- Exercise task: Rewrite the part of the data below that starts with the line containing "Where can you see the dandelion seed head?" and runs to the end of the data as a numbered list, leaving out blank lines. Include both the first and last lines, and leave the pictures out.

(Entries from a pointing dataset)
____________
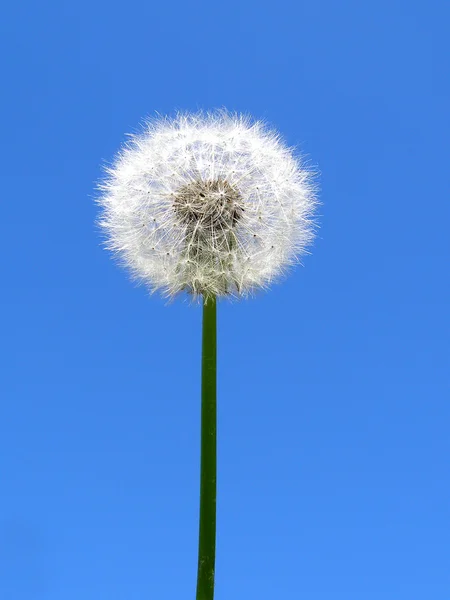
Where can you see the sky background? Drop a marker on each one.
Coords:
(333, 387)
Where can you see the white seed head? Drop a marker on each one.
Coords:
(212, 204)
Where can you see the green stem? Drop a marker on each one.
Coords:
(207, 528)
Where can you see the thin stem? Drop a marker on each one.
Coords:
(207, 528)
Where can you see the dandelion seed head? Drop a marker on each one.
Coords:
(211, 204)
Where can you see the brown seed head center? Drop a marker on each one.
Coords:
(213, 205)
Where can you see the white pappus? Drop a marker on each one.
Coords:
(213, 204)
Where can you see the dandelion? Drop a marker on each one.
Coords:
(213, 205)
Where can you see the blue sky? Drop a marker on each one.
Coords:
(333, 387)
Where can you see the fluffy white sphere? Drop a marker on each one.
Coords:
(211, 204)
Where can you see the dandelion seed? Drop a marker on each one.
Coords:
(222, 191)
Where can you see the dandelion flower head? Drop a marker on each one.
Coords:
(212, 204)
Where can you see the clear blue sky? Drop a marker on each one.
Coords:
(333, 387)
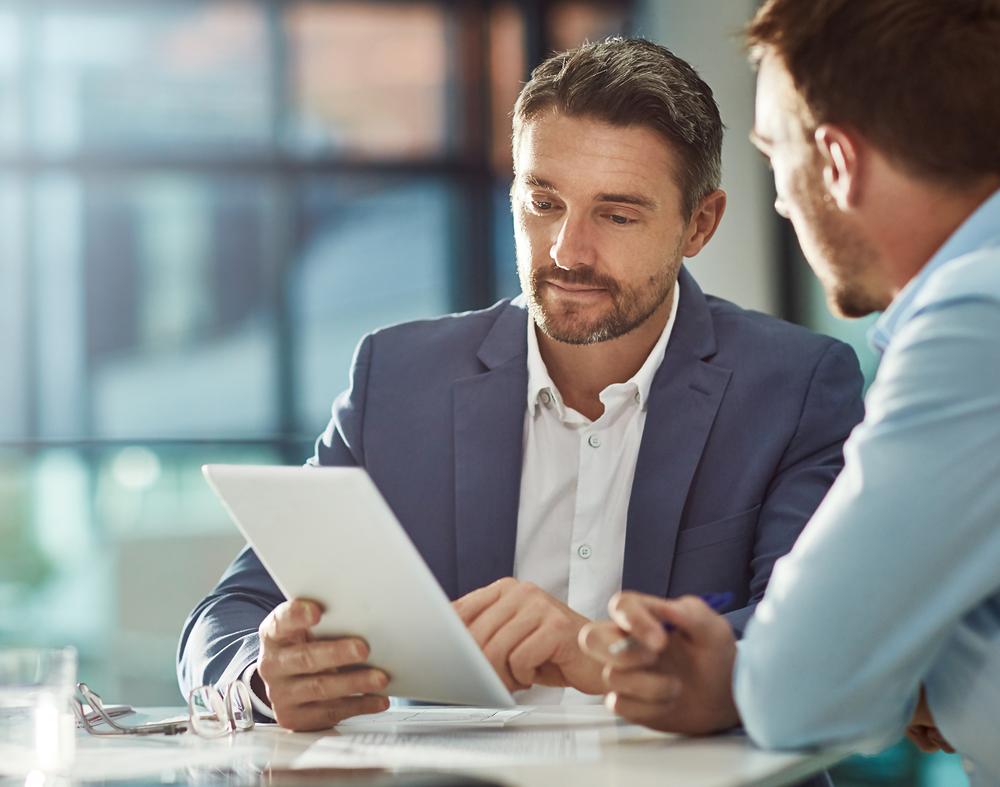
____________
- Exercise response:
1. Where can you see the dandelion seed head? Drop a marker on each one.
2. Coords:
3. (211, 204)
4. Where can you see the brown seed head center? Drop a marker on each one.
5. Coords:
6. (213, 205)
7. Where can you see the white pappus? Drop a marker on each one.
8. Coords:
9. (213, 204)
10. Where can you see the dandelion? Drop a marker on each one.
11. Coords:
12. (213, 205)
13. Where can you see the blue sky? Drop a marker on each one.
14. Coords:
15. (333, 387)
16. Where can you see the fluffy white sphere? Drop a marker on each one.
17. Coords:
18. (211, 204)
19. Where can you see the dandelion seed? Drop a marker on each one.
20. Coords:
21. (222, 191)
22. Where can you see the dandelion flower head? Drop a marker on each one.
23. Coords:
24. (212, 204)
25. Where can you see the clear blue sky? Drop a marker on each one.
26. Coords:
27. (333, 387)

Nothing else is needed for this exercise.